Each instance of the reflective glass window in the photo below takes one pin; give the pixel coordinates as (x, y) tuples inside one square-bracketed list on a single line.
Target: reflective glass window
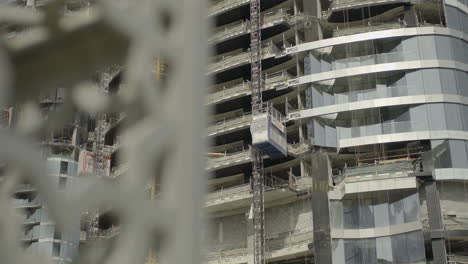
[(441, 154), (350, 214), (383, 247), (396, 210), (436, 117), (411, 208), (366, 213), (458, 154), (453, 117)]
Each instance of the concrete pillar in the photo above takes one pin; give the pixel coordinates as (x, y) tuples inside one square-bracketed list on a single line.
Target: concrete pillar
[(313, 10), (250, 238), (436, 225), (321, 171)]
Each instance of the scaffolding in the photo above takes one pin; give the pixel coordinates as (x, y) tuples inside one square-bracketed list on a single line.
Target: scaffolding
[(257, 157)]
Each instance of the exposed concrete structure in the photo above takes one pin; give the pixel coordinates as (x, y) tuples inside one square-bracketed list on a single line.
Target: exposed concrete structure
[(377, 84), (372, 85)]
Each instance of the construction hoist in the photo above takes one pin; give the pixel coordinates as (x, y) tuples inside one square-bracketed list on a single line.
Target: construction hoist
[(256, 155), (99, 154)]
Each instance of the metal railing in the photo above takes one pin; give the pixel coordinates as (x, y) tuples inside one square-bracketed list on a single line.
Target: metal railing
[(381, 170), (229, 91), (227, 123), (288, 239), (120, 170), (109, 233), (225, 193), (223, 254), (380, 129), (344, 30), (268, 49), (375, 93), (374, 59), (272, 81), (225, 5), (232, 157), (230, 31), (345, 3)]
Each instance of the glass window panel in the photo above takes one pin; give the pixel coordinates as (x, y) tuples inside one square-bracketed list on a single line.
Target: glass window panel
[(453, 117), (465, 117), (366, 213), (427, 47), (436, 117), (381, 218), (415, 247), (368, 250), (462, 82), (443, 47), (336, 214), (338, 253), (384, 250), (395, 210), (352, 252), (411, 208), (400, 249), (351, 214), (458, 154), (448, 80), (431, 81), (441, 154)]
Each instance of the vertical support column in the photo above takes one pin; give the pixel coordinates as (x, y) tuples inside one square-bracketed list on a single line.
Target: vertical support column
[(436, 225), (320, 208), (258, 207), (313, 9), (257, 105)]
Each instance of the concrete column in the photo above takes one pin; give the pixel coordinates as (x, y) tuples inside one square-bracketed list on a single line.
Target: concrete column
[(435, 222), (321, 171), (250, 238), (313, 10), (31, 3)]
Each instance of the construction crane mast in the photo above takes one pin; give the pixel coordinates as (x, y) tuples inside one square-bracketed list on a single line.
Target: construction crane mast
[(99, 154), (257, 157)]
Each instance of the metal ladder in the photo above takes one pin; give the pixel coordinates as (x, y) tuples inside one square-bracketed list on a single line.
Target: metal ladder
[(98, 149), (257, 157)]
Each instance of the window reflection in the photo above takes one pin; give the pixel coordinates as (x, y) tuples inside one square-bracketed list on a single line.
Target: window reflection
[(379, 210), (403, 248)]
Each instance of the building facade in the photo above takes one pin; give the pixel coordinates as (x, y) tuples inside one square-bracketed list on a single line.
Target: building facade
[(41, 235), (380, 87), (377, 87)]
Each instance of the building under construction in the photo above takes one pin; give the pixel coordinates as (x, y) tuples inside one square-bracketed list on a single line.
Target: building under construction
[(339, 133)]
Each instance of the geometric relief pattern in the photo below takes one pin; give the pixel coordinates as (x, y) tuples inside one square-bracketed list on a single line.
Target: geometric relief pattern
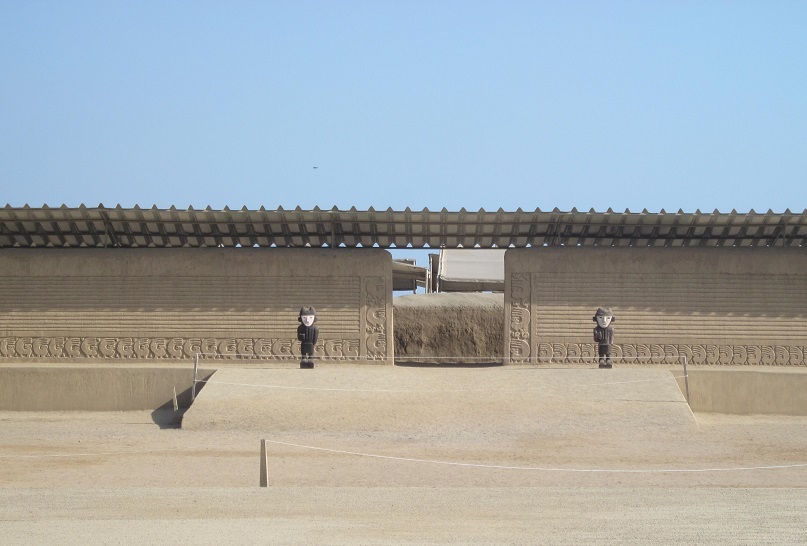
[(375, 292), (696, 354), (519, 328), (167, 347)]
⁂
Each line from the one with "Each instance of the geometric" to the last line of the listing should be returned exactly, both ends included, and no picture with them.

> **Solution for this exercise**:
Each instance of the geometric relief pattern in the photo below takes one pin; give the pixel coordinates as (x, y) tuples inside one square-bracketed list on a single line.
Target: geometric relief pattern
[(375, 292), (696, 354), (519, 328), (167, 347)]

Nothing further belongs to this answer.